--- BEGIN Given data ---

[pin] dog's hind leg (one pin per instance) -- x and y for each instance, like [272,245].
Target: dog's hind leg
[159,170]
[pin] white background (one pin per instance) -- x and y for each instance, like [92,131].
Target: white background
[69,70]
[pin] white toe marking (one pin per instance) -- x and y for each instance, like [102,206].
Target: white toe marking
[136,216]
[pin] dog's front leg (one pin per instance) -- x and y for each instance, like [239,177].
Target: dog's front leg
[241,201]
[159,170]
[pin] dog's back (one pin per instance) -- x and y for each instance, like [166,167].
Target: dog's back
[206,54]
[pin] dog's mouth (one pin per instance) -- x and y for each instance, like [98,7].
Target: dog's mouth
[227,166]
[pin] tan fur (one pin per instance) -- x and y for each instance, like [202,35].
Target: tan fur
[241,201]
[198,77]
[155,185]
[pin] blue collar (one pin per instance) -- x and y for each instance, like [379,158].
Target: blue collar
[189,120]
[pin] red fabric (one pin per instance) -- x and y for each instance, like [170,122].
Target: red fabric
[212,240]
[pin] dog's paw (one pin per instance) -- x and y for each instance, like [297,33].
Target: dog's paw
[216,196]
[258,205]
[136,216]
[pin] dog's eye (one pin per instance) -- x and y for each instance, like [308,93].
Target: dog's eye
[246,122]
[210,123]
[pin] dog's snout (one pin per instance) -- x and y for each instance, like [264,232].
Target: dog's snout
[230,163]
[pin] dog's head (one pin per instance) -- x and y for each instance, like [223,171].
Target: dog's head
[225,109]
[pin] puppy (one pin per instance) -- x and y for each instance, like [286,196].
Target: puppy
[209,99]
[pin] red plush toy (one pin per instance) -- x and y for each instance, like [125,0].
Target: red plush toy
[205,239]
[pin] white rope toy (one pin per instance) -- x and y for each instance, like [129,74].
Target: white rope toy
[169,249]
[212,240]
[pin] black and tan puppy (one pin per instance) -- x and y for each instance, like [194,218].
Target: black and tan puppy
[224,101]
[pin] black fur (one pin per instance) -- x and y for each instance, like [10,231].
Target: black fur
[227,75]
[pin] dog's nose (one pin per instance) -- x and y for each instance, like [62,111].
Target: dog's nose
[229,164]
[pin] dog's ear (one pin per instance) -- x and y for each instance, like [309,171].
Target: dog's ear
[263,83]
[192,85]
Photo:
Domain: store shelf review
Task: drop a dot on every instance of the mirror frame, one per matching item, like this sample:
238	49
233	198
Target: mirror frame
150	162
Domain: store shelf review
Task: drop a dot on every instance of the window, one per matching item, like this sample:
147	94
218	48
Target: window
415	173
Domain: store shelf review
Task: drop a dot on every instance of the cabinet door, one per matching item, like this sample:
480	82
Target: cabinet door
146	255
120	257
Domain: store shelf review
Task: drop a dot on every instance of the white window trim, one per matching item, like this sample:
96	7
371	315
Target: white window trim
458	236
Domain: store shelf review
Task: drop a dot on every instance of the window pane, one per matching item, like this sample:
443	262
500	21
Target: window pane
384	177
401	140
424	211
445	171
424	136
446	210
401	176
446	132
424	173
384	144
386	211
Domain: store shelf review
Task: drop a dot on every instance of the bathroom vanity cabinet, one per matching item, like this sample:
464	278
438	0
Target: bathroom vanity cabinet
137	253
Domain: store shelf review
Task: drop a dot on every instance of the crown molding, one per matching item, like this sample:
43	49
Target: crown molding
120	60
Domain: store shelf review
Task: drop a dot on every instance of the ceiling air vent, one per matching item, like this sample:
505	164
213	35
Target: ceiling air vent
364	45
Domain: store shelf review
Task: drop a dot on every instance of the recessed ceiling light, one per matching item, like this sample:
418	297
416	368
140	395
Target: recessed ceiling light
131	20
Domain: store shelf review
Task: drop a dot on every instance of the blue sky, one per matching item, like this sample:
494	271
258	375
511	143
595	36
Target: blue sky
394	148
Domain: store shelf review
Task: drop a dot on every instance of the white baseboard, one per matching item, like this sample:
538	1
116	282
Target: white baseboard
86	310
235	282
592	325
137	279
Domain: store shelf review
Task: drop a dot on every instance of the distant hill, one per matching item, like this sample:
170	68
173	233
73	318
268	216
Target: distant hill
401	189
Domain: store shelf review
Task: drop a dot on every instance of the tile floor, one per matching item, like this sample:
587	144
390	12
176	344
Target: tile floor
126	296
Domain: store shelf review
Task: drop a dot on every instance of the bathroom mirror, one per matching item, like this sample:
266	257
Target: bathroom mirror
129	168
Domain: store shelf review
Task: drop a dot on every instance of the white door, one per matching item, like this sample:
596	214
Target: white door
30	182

--- END Given data ---

◆ **Task description**: Each record above should be returned exactly as it appears.

◆ **Written solution**:
[pin] dog's hind leg (one pin per instance) -- x and y for each instance, like [272,245].
Target: dog's hind leg
[159,170]
[pin] white background (one pin per instance) -- x and y for each instance, like [92,131].
Target: white background
[69,70]
[pin] white toe marking (one pin per instance) -- x and y for each instance, like [102,206].
Target: white toe marking
[136,216]
[pin] dog's front leg (one pin per instance) -- x and y for each instance, like [239,177].
Target: dog's front leg
[241,201]
[159,170]
[pin] dog's back (one pin per instance) -- x and y for each instance, like [166,167].
Target: dog's back
[206,54]
[pin] dog's mouth (one pin per instance) -- x and y for each instance, like [98,7].
Target: dog's mouth
[227,166]
[pin] tan fur (one pin per instance) -- x and y for each instance, like [202,35].
Target: tan fur
[241,201]
[198,77]
[155,185]
[pin] blue collar (one pin per instance) -- x and y for each instance, like [379,158].
Target: blue collar
[189,120]
[pin] red fabric (one pin per instance) -- x and y for each instance, like [170,122].
Target: red fabric
[212,240]
[pin] dog's paw (one pin per instance) -- x and y for each instance, like [297,33].
Target: dog's paw
[216,196]
[258,205]
[136,216]
[pin] dog's eye (one pin per instance) -- x and y for each instance, like [308,93].
Target: dog's eye
[246,122]
[210,123]
[pin] dog's snout (one pin per instance) -- x and y for each instance, like [264,232].
Target: dog's snout
[230,163]
[pin] dog's head (one pin per instance) -- x and y for each instance, like [223,171].
Target: dog's head
[225,109]
[pin] puppy (one pin per instance) -- x and y for each instance, like [286,196].
Target: puppy
[209,99]
[pin] red plush toy (one pin per instance) -- x and y for each instance, like [125,0].
Target: red plush toy
[205,239]
[pin] white rope toy (one pin per instance) -- x and y for each instance, like [129,74].
Target: white rope toy
[169,249]
[212,240]
[pin] black and tan puppy (one pin per instance) -- x and y for each instance, like [194,218].
Target: black and tan puppy
[224,101]
[pin] black fur (one pin per instance) -- x and y for each instance, like [10,231].
Target: black fur
[227,75]
[pin] dog's nose (one pin per instance) -- x and y for each instance, like [62,111].
Target: dog's nose
[229,164]
[pin] dog's ear (one pin per instance) -- x and y for each instance, like [309,171].
Target: dog's ear
[263,83]
[192,85]
Photo:
Domain: store shelf review
Task: drop a dot on every instance of the mirror frame, one per matching item, like this sample:
238	49
233	198
Target: mirror frame
150	162
Domain: store shelf review
Task: drop a dot on every instance of the window, one per matching item, like this sample:
147	94
218	48
Target: window
415	173
Domain: store shelf review
Task: drop a dot on every instance of the cabinet door, one per matching item, like this sample:
480	82
Target: cabinet door
146	255
120	257
Domain: store shelf review
Task: drop a dot on every instance of the white window trim, one per matching item, like this sample:
96	7
371	315
Target: white window trim
458	236
Domain: store shelf review
Task: drop a dot on every instance of the window pane, one per matching item, like this sample:
443	262
500	21
Target: window pane
384	177
401	140
424	211
445	171
424	136
446	210
401	176
446	132
424	173
384	144
386	211
Domain: store shelf review
Task: drop a dot on every instance of the bathroom vanity cabinet, one per matching item, like this sample:
464	278
438	0
Target: bathroom vanity cabinet
137	253
Domain: store shelf review
Task: drop a dot on every instance of the crown molding, one per matching item, like this sample:
43	49
Target: crown molding
120	60
Domain: store shelf review
Task: drop a dot on every instance of the ceiling air vent, one per matching item, like this sample:
505	164
213	35
Target: ceiling air vent
364	45
Domain: store shelf review
Task: drop a dot on every instance of the recessed ceiling light, one per matching item, like this sample:
418	297
416	368
140	395
Target: recessed ceiling light
131	20
Domain: store shelf review
Task: drop a dot on every instance of the blue sky, one per matching item, like this sample:
494	271
258	375
511	143
595	36
Target: blue sky
394	148
Domain: store shelf review
Task: drop a dot on every instance of the white baseboard, one per matching item, like this sample:
538	1
116	282
Target: white baseboard
86	310
235	282
592	325
137	279
Domain: store shelf review
Task: drop a dot on every instance of the distant hill, one per matching item, like this sample:
170	68
173	233
73	318
268	216
Target: distant hill
401	189
Domain: store shelf review
Task: drop a dot on every instance of the tile floor, one per matching item, like this sample:
587	144
390	12
176	344
Target: tile floor
126	296
Domain: store shelf review
Task: drop a dot on every instance of the bathroom mirror, one per matching item, like this sample:
266	257
Target: bathroom mirror
129	168
Domain: store shelf review
Task: drop a dot on every instance of the white door, one per matching item, like this sample:
596	214
Target: white door
30	182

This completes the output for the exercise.